Task goal: Turn every line of the rows below into a JSON list of strings, one string per line and no entries for blank lines. Leave the pictures out of the answer.

══ Data in this exercise ══

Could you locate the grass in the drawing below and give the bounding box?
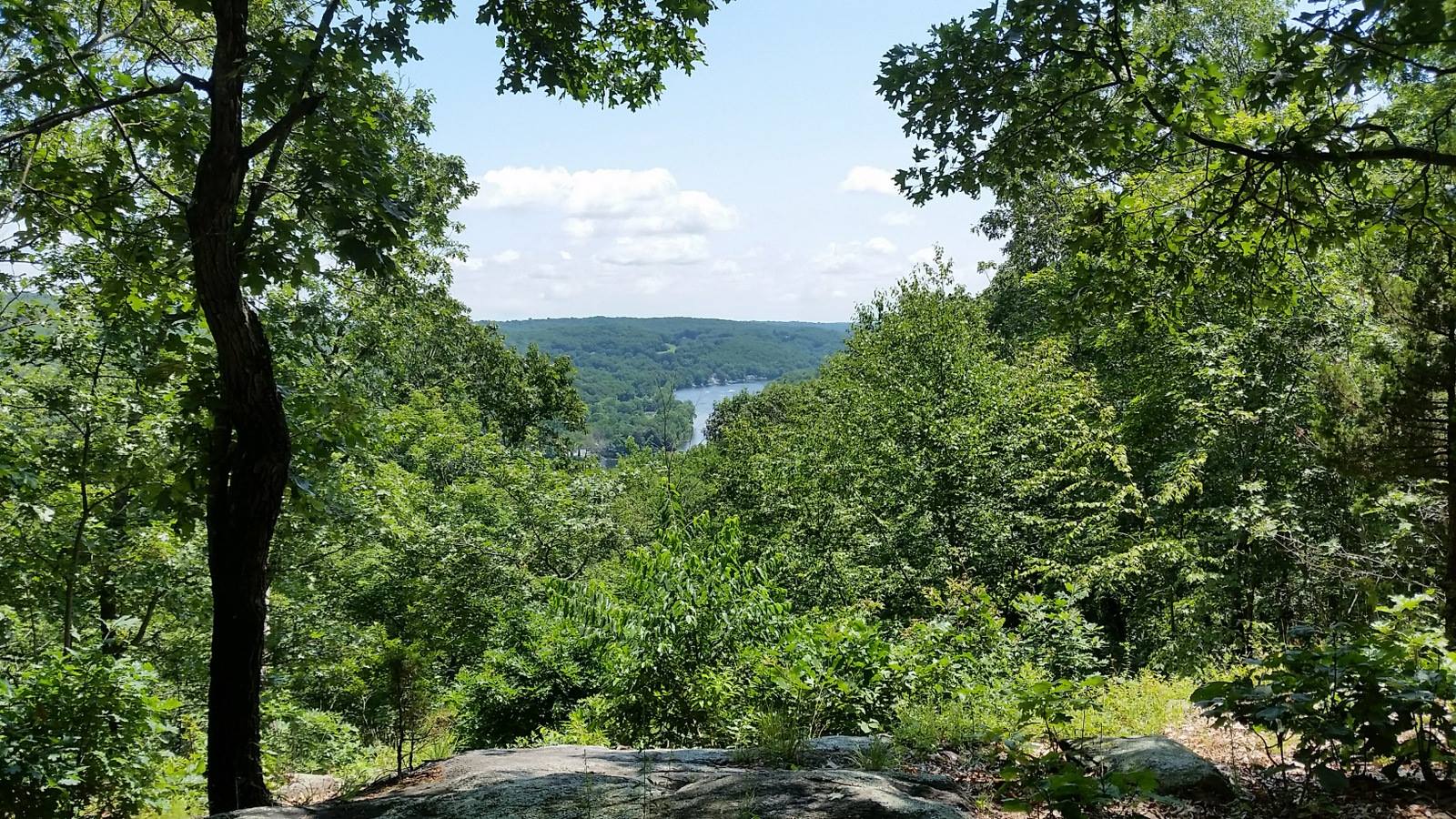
[854,736,900,771]
[891,673,1196,753]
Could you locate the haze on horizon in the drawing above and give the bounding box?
[405,0,999,322]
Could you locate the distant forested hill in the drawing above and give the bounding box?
[490,317,849,453]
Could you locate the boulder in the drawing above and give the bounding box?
[1067,736,1233,802]
[218,737,971,819]
[274,774,344,804]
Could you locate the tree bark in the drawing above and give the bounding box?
[1441,379,1456,645]
[187,0,291,814]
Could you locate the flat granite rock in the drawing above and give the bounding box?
[218,737,971,819]
[1067,736,1233,800]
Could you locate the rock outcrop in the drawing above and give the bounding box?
[1067,736,1233,800]
[230,737,971,819]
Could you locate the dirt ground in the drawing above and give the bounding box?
[912,715,1456,819]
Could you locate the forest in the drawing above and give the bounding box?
[490,317,847,456]
[0,0,1456,819]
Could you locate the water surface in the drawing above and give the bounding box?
[672,380,769,449]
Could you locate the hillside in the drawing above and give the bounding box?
[490,317,849,455]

═══

Task result:
[
  "Could you locate the grass in the drawing below and give the bounding box?",
  "[854,736,900,771]",
  "[891,673,1196,753]",
  "Could you locate the haze on horizon in the drawing above and give the bounding box?",
  "[405,0,999,322]",
  "Could you locate the distant forested hill in the drawing above and give the bounding box?",
  "[490,317,849,453]",
  "Could you locate the boulder in the drawing above and give the bounding box?",
  "[1067,736,1233,802]",
  "[218,737,971,819]",
  "[274,774,344,804]",
  "Could you locate the tree bark in the drawing above and give the bounding box?",
  "[1441,379,1456,645]",
  "[187,0,291,814]",
  "Could you locate the flat granite rock in the drawing above and give the bounding box?",
  "[218,737,971,819]",
  "[1067,736,1233,800]",
  "Could you locate the rock outcrop in the drawing above and give the bounding box?",
  "[1067,736,1233,800]",
  "[230,737,971,819]",
  "Could you locate the dirt ground in the drawing above and give the bounding box?",
  "[912,715,1456,819]",
  "Could you locate the forest in the drawing above and give the bounding box?",
  "[490,317,847,456]",
  "[0,0,1456,819]",
  "Could you locate the water surface in the drawing above and give the bounding box?",
  "[672,380,769,449]",
  "Could you locate the hillside in the drawing above and give the bounding box?",
  "[490,317,849,455]"
]